==== THE DATA

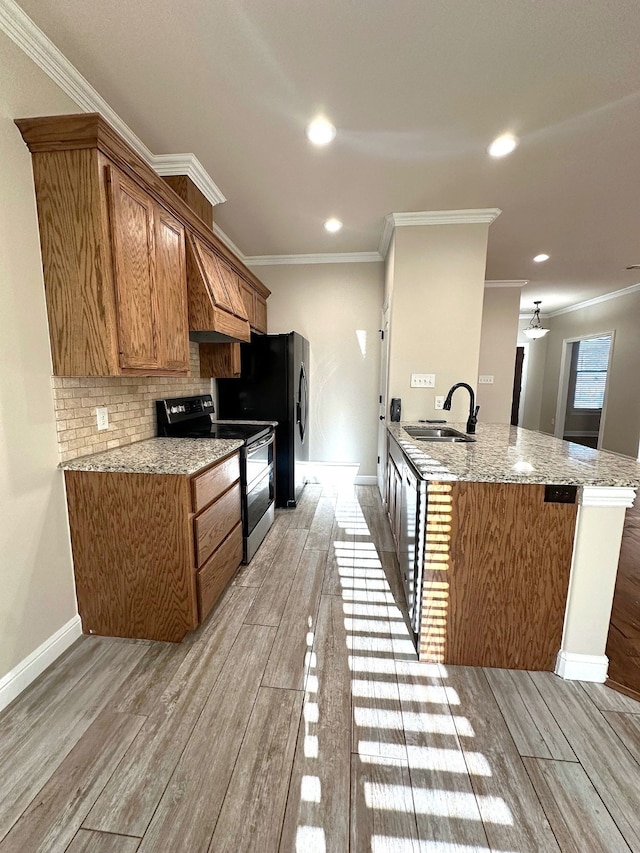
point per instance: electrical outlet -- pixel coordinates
(102, 417)
(423, 380)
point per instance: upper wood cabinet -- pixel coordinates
(150, 280)
(113, 237)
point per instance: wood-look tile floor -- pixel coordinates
(297, 718)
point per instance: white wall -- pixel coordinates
(621, 431)
(36, 577)
(536, 353)
(500, 311)
(337, 307)
(437, 283)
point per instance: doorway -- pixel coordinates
(582, 394)
(382, 401)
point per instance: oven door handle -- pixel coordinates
(264, 443)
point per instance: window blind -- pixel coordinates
(591, 372)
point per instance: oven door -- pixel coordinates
(260, 496)
(259, 457)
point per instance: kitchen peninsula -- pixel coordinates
(516, 543)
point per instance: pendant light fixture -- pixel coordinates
(535, 329)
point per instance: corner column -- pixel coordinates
(594, 566)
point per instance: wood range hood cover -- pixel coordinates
(216, 309)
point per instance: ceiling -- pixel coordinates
(417, 89)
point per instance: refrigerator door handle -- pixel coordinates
(301, 405)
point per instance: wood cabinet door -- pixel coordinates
(171, 286)
(132, 236)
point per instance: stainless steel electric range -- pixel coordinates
(190, 417)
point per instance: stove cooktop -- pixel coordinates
(246, 432)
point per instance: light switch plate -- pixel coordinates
(423, 380)
(102, 417)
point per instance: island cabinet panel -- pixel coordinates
(101, 206)
(496, 575)
(153, 552)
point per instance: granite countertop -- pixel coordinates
(158, 456)
(506, 454)
(242, 421)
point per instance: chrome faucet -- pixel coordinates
(473, 409)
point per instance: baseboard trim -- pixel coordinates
(366, 480)
(21, 676)
(575, 667)
(622, 688)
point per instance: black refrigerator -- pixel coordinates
(274, 385)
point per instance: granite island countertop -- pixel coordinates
(157, 456)
(506, 454)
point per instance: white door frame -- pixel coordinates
(563, 384)
(382, 400)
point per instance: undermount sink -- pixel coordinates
(436, 434)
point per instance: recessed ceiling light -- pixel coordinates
(503, 145)
(320, 131)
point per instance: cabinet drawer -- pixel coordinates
(210, 485)
(215, 523)
(218, 571)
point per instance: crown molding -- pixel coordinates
(228, 242)
(189, 165)
(336, 258)
(22, 31)
(472, 216)
(506, 283)
(19, 27)
(615, 294)
(608, 496)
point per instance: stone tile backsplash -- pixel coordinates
(129, 399)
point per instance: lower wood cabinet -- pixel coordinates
(153, 552)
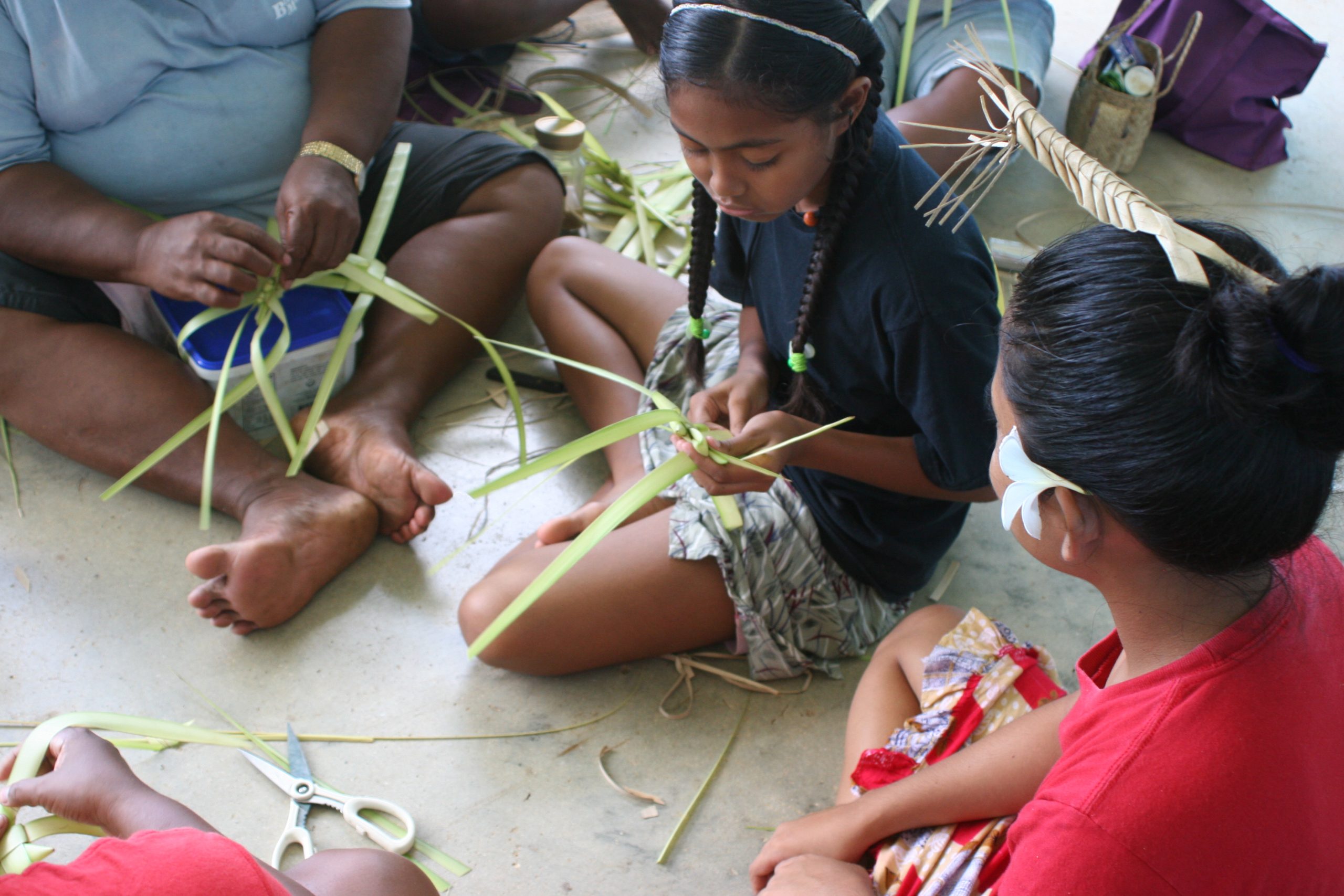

========

- [PROBLEM TO WORK ON]:
Your copy of the entries must be exact and must contain no pictures.

- [RESPONSE AREA]:
point per instance: electrical outlet -- pixel coordinates
(102, 417)
(423, 380)
point per instance: upper wood cabinet -- pixel coordinates
(150, 280)
(113, 237)
point per instance: wood-look tile floor -- pixel coordinates
(297, 718)
point per instance: white wall -- pixel coordinates
(621, 431)
(36, 577)
(536, 353)
(500, 311)
(337, 307)
(437, 283)
point per instance: doorway -- pixel coordinates
(582, 394)
(382, 401)
point per instance: oven door handle -- pixel coordinates
(264, 443)
point per instance: window blind -- pixel coordinates
(591, 372)
point per instance: oven door -- pixel coordinates
(260, 496)
(259, 457)
point per instance: kitchen peninsula -- pixel coordinates
(516, 543)
point per instance: pendant light fixture -- pixel coordinates
(535, 329)
point per instance: corner column -- pixel coordinates
(594, 566)
point per instance: wood range hood cover -- pixel coordinates
(216, 309)
point per instance: ceiling -- pixel coordinates
(417, 89)
point per instance: refrigerator door handle -- pixel coordinates
(301, 405)
point per instance: wood cabinet door -- pixel coordinates
(171, 286)
(132, 236)
point per instance: stainless steel electric range -- pixel coordinates
(190, 417)
point per instance: stove cooktop -- pixel coordinates
(246, 432)
point per instance: light switch plate -- pixel coordinates
(423, 380)
(102, 417)
point per instance: island cabinet panel -- pixel coordinates
(101, 206)
(496, 575)
(153, 552)
point per instance: granite countertop -- pixel coordinates
(158, 456)
(506, 454)
(242, 421)
point per instance: chrome faucet -- pixel coordinates
(473, 409)
point per instance: baseboard trim -- pixel coordinates
(366, 480)
(21, 676)
(575, 667)
(622, 688)
point per instance: black refrigerator -- pixel coordinates
(274, 385)
point per instance: granite island countertop -- pixel coordinates
(157, 456)
(506, 454)
point per instance: white door frame -- pixel coordinates
(563, 384)
(382, 400)
point per instance: undermount sink -- pixel coordinates
(436, 434)
point per instance: recessed ceiling light -- pixel coordinates
(503, 145)
(320, 131)
point per instance: cabinet drawer -- pixel coordinates
(210, 485)
(215, 523)
(218, 571)
point per instance: crown molding -- pixel coordinates
(228, 242)
(189, 165)
(336, 258)
(22, 31)
(472, 216)
(506, 283)
(19, 27)
(615, 294)
(608, 496)
point per instance: stone tile backsplash -- pixel coordinates
(129, 399)
point per instance: lower wood cabinet -- pixel coordinates
(153, 552)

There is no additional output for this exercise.